The task
Count the lines below that contain the string "column", with case significant, and reply with that number alone.

Data to use
....
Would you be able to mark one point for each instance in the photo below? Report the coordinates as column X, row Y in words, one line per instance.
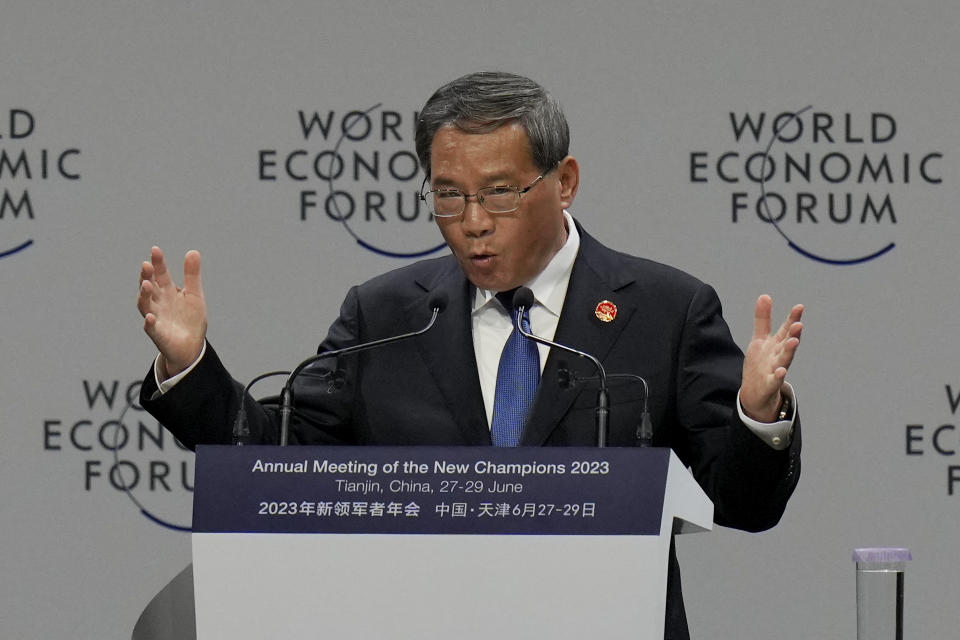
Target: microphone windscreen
....
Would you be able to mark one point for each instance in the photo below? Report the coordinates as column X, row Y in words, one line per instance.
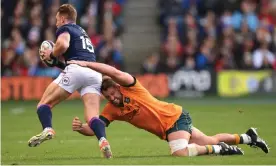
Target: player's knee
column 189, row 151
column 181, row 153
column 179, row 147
....
Exercise solution
5